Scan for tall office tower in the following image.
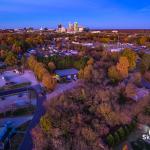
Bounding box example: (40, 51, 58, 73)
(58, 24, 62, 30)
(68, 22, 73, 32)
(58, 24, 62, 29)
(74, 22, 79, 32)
+--
◆ **What is needed**
The records need to be restated word for word, minus any images.

◆ **Result of this task**
Scan for tall office tower in the following image.
Bounding box example: (40, 51, 58, 73)
(58, 24, 62, 30)
(68, 22, 73, 32)
(58, 24, 62, 29)
(74, 22, 79, 32)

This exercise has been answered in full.